**WHAT YOU WILL DO**
Copy out all the entries word for word.

** START OF SOURCE RECORDS **

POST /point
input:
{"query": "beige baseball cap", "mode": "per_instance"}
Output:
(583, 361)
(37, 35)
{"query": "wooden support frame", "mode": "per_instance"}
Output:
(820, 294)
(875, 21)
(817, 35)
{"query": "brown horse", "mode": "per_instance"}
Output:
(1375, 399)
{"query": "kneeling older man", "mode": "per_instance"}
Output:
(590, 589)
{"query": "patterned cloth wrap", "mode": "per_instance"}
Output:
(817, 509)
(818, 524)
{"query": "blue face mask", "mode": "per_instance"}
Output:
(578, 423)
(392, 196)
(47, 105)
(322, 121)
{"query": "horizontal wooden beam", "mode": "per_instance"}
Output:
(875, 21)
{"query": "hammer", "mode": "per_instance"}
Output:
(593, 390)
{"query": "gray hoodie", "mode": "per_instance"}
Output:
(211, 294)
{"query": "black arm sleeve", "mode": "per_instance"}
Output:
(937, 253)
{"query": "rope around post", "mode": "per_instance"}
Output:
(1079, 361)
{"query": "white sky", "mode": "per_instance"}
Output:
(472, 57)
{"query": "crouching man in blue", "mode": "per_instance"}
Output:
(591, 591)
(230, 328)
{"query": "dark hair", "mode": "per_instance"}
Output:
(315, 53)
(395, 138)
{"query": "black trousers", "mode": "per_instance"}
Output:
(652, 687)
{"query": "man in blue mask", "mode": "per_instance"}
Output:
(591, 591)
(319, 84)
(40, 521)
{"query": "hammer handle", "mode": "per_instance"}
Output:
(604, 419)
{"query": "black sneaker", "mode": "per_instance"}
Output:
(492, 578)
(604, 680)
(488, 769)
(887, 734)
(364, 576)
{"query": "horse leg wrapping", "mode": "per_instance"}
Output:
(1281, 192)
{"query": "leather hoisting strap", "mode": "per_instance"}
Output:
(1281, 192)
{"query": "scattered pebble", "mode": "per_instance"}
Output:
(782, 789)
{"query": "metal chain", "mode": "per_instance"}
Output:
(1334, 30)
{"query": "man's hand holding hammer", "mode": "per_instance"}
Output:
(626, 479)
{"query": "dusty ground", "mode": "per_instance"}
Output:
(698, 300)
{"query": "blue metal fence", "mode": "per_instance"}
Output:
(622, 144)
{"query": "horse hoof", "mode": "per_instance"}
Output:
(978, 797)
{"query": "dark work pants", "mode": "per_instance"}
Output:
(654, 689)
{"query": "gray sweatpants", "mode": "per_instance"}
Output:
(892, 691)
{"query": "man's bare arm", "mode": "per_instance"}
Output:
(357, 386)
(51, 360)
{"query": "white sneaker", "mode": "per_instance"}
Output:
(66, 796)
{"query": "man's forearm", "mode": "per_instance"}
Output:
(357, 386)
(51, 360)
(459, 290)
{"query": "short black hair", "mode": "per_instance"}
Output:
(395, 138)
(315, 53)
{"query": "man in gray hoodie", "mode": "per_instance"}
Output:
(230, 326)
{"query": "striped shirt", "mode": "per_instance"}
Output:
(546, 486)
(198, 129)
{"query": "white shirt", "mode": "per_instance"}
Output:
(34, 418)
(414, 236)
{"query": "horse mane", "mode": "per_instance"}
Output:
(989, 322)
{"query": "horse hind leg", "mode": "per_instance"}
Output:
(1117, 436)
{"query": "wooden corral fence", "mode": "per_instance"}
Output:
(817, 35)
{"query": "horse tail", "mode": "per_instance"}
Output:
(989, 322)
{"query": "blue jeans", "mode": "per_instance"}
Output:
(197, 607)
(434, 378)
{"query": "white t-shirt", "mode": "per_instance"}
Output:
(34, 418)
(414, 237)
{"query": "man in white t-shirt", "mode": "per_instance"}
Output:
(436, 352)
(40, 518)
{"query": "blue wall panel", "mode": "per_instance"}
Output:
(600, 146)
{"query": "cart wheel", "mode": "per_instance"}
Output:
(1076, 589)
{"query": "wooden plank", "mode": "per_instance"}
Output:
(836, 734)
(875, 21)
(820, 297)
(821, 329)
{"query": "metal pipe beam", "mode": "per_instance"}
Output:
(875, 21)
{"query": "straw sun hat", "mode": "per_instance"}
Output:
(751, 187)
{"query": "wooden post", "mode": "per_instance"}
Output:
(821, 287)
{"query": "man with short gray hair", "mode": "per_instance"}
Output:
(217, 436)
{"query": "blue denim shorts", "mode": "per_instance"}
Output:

** END OF SOURCE RECORDS **

**THE RESULT**
POST /point
input:
{"query": "beige baseball cap", "mode": "per_instance"}
Output:
(583, 361)
(37, 35)
{"query": "wooden support frame", "mode": "per_instance"}
Output:
(820, 294)
(875, 21)
(817, 35)
{"query": "brown horse", "mode": "per_instance"}
Output:
(1375, 399)
{"query": "kneeling older man", "mode": "per_instance"}
Output:
(590, 589)
{"query": "patterned cloth wrap", "mode": "per_instance"}
Output:
(817, 509)
(818, 524)
{"query": "blue face mask", "mode": "per_instance"}
Output:
(578, 423)
(392, 196)
(47, 105)
(322, 121)
{"query": "horizontal wooden beam", "mode": "per_instance"}
Output:
(875, 21)
{"query": "hammer", "mode": "per_instance"}
Output:
(593, 390)
{"query": "gray hoodie", "mode": "per_instance"}
Output:
(211, 294)
{"query": "black arm sleeve", "mode": "per_instance"}
Output:
(937, 253)
{"query": "rope around post", "mode": "per_instance"}
Output:
(1079, 361)
{"query": "white sky", "mode": "per_instance"}
Output:
(472, 57)
{"query": "crouching man in blue", "mode": "per_instance"}
Output:
(591, 591)
(230, 328)
{"query": "dark hair", "mode": "per_instance"}
Output:
(315, 53)
(395, 138)
{"query": "black trousers", "mode": "per_instance"}
Output:
(652, 687)
{"query": "man in blue mask", "mode": "per_instance"}
Output:
(591, 591)
(319, 84)
(40, 521)
{"query": "hammer handle", "mode": "per_instance"}
Output:
(604, 419)
{"query": "black sneaker", "mode": "per_instance"}
Output:
(492, 578)
(604, 680)
(488, 769)
(887, 734)
(364, 576)
{"query": "horse leg wrapping", "mode": "per_instance"}
Output:
(1281, 192)
{"query": "leather hoisting strap", "mode": "per_instance"}
Output:
(1281, 192)
{"query": "scattered pebble", "mode": "per_instance"}
Output:
(782, 789)
{"query": "metal chain", "mode": "per_instance"}
Output:
(1334, 30)
{"query": "man's hand holding hammer", "mode": "per_instance"}
Output:
(626, 479)
{"query": "dusty ground", "mode": "per_instance"}
Output:
(698, 300)
{"query": "blue metal fence", "mode": "per_instance"}
Output:
(622, 144)
{"query": "horse hoof", "mode": "per_instance"}
Output:
(978, 797)
{"query": "dark work pants", "mode": "per_instance"}
Output:
(654, 689)
{"query": "gray sweatpants", "mode": "per_instance"}
Output:
(892, 691)
{"query": "man's bare arm", "mode": "per_instance"}
Output:
(357, 386)
(51, 360)
{"query": "white sneaker", "mode": "per_instance"}
Output:
(66, 796)
{"query": "man's forearm", "mode": "per_instance"}
Output:
(357, 386)
(51, 360)
(459, 290)
{"query": "short black hair", "mode": "per_instance"}
Output:
(395, 138)
(315, 53)
{"query": "man in gray hoodie", "mode": "per_instance"}
Output:
(230, 326)
{"query": "striped shirt", "mode": "per_instance"}
Output:
(546, 486)
(198, 129)
{"query": "white shirt", "mode": "per_instance"}
Output:
(34, 418)
(414, 236)
{"query": "horse mane", "mode": "per_instance"}
Output:
(989, 322)
{"query": "horse hind leg", "mode": "per_instance"}
Output:
(1117, 436)
{"query": "wooden corral fence", "mode": "per_instance"}
Output:
(817, 35)
{"query": "horse tail", "mode": "per_instance"}
Output:
(989, 322)
{"query": "blue jeans", "mode": "per_instance"}
Output:
(197, 607)
(434, 378)
{"query": "white t-shirt", "mode": "per_instance"}
Output:
(34, 418)
(414, 237)
{"query": "man in white t-shirt", "mode": "per_instance"}
Output:
(436, 352)
(40, 518)
{"query": "blue wall panel", "mode": "per_instance"}
Output:
(600, 146)
{"query": "cart wheel", "mode": "per_instance"}
Output:
(1076, 589)
{"query": "wooden plank", "mode": "per_instance"}
Output:
(836, 734)
(875, 21)
(820, 297)
(821, 329)
{"query": "metal pipe beam", "mode": "per_instance"}
Output:
(875, 21)
{"query": "straw sun hat", "mode": "per_instance"}
Output:
(751, 187)
{"query": "wooden post", "mode": "per_instance"}
Output:
(821, 287)
{"query": "man with short gray hair", "mode": "per_instance"}
Output:
(217, 436)
{"query": "blue denim shorts", "mode": "per_instance"}
Output:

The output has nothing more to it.